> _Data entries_
________________
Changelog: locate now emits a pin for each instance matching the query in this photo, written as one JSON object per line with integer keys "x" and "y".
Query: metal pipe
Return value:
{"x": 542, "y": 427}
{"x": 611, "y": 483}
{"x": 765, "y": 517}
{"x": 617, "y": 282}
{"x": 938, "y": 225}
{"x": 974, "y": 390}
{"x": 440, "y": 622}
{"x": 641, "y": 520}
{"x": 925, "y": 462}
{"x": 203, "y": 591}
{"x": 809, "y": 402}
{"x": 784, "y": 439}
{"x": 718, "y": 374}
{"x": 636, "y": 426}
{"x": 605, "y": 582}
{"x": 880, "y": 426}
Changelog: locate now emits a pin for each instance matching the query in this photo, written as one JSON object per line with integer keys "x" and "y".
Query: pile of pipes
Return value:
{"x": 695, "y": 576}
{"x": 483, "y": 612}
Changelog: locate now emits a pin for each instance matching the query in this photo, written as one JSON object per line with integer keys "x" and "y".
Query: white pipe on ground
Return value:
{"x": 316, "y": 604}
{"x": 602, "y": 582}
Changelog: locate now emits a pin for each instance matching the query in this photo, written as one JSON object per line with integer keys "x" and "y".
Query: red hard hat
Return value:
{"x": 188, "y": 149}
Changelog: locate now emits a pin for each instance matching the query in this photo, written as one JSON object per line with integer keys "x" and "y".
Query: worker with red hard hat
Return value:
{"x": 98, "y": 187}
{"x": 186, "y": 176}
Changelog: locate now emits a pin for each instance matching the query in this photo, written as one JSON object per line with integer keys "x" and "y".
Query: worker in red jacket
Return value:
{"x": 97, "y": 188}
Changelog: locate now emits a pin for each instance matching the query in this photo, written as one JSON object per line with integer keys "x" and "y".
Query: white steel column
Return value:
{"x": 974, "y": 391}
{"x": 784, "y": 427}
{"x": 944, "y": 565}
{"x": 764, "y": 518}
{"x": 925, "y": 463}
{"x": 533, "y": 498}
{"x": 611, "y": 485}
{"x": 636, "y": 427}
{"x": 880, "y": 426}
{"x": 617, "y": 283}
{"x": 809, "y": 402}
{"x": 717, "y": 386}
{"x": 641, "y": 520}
________________
> _EXERCISE_
Count the lines of the records that include the word "hard", please, and report the number alone.

> _EXERCISE ANSWER_
2